§ COMPLETE THE FOLLOWING
(A) Condense the paragraph of the green chile stew recipe that begins "Sear the beef in three batches" into a short list that keeps its main facts.
(B) From the green chile stew recipe, set down word for word the passage between "Instant Pot Green" and "ground coriander (optional)", inclusive.

Instant Pot Green Chile Stew is easy to make with jars of fire-roasted hatch chiles and an Instant Pot


Ingredients

Scale
  • 1 tablespoon vegetable oil
  • 2 pounds beef chuck roast, cut into ½-inch cubes
  • 1 teaspoon fine sea salt
  • 1 large onion, diced
  • ½ teaspoon fine sea salt
  • ½ teaspoon ground coriander (optional)
  • ½ teaspoon ground cumin (optional)
  • 2 cloves garlic, minced
  • 2 cups beef broth or chicken broth (preferably homemade beef broth)
  • 1½ teaspoons fine sea salt (if using homemade broth)
  • 1.5 pounds red skin potatoes, cut into eighths (or whole baby red potatoes)
  • 15-ounce can fire-roasted diced tomatoes (optional)
  • 32 ounces (4 cups) diced roasted green chiles (hatch chiles)
  • ½ teaspoon fresh ground black pepper
  • Minced cilantro for garnish (optional)


Instructions

  1. Sear the beef in three batches: Heat the vegetable oil in an Instant Pot using sauté mode until the oil shimmers. (Use medium-high heat with a stovetop PC.) While the pot heats, sprinkle the beef cubes with 1 teaspoon salt. Add ⅓ of the beef and sear until well browned on one side, about 3 minutes. (Don't crowd the pot, or the beef will steam, not brown). Remove the browned beef to a bowl. Add the second batch of beef to the pot and sear until browned on one side, about 3 more minutes. Repeat with the remaining beef: put it in the pot, sear it until browned on one side, then transfer it to the bowl with the rest of the beef.

§ DATASET ENTRIES
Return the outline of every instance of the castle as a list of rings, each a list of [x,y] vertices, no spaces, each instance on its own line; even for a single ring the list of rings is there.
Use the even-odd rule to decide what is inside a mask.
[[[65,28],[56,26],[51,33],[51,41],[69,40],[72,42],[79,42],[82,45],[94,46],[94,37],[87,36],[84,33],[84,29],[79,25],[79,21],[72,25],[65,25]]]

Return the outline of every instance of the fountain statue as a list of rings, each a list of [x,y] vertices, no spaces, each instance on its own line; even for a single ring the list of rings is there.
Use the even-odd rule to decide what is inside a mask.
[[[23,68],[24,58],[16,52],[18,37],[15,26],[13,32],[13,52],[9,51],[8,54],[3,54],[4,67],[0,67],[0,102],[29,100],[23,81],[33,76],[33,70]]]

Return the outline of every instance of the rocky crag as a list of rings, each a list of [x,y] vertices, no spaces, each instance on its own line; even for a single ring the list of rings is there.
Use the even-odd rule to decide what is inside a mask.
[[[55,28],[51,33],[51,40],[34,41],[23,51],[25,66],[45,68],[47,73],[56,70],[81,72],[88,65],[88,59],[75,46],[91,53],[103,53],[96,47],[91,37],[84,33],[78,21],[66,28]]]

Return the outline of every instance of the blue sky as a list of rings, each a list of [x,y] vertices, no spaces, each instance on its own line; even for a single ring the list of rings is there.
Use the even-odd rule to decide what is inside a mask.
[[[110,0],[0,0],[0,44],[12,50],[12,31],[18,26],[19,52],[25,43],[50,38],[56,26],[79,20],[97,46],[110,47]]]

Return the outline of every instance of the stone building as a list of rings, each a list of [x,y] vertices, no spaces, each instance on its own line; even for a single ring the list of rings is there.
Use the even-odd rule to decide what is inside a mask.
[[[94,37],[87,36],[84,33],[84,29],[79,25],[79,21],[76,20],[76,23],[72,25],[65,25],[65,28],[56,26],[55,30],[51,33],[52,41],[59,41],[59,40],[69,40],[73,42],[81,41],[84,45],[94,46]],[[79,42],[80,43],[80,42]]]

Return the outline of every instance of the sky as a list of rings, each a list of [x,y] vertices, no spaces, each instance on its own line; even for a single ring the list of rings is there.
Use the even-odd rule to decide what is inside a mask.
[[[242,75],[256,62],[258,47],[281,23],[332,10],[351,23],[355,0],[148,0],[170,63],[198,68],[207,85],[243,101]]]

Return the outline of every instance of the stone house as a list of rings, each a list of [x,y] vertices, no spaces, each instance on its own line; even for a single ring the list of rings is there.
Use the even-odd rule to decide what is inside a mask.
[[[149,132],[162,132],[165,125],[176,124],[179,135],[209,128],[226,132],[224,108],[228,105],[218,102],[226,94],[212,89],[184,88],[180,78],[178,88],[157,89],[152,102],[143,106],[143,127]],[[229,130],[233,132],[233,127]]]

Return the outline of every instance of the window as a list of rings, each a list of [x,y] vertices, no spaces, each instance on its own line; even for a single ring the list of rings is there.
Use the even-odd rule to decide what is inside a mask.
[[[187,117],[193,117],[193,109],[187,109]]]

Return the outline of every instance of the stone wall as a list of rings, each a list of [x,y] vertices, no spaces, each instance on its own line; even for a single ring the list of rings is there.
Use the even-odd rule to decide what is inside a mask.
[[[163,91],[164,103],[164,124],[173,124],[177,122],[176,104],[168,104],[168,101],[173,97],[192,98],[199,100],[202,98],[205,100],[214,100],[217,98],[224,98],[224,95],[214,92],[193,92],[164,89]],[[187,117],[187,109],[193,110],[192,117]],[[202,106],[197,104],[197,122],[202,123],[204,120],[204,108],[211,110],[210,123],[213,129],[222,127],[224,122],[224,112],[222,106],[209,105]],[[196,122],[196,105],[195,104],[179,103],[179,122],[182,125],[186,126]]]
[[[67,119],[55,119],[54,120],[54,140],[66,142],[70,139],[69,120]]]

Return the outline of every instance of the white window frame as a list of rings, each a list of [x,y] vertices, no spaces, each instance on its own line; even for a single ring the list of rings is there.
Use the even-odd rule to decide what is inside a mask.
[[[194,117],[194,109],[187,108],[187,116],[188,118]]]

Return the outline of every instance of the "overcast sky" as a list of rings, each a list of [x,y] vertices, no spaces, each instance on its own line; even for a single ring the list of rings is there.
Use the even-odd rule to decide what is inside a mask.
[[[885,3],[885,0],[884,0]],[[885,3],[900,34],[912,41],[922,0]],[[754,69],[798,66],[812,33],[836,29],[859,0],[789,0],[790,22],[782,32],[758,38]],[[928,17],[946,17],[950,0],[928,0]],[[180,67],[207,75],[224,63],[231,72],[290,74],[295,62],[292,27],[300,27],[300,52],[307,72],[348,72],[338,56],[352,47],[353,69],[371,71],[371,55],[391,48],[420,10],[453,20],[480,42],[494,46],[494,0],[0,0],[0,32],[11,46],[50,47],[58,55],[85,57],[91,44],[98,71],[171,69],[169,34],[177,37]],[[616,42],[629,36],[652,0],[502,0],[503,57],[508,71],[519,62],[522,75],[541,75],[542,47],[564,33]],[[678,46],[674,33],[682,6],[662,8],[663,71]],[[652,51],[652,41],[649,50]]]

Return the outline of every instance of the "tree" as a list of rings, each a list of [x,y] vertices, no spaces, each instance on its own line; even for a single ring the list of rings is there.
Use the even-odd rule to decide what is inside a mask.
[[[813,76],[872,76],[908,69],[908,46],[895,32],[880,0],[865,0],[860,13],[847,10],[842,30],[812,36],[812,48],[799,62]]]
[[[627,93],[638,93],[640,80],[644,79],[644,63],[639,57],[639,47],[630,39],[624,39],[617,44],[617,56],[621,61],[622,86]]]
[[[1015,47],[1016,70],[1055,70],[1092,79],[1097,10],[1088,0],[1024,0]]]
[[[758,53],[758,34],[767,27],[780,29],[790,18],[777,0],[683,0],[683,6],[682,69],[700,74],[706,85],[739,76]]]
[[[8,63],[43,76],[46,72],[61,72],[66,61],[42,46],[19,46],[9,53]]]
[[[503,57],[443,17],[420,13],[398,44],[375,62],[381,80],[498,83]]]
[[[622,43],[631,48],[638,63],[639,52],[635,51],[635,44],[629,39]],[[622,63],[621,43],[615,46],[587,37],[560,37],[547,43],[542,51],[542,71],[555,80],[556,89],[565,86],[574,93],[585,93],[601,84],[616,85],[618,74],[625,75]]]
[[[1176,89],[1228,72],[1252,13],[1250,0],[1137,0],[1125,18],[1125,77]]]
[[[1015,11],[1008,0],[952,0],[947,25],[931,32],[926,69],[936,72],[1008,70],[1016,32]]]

§ SOLUTIONS
(A)
- Heat the vegetable oil in the Instant Pot on sauté mode until it shimmers (medium-high heat for a stovetop PC).
- While the pot heats, sprinkle the beef cubes with 1 teaspoon salt.
- Sear the beef in three batches, each about 3 minutes, until well browned on one side.
- Don't crowd the pot, or the beef will steam instead of brown.
- Move each seared batch to a bowl.

(B)
Instant Pot Green Chile Stew is easy to make with jars of fire-roasted hatch chiles and an Instant Pot


Ingredients

Scale
  • 1 tablespoon vegetable oil
  • 2 pounds beef chuck roast, cut into ½-inch cubes
  • 1 teaspoon fine sea salt
  • 1 large onion, diced
  • ½ teaspoon fine sea salt
  • ½ teaspoon ground coriander (optional)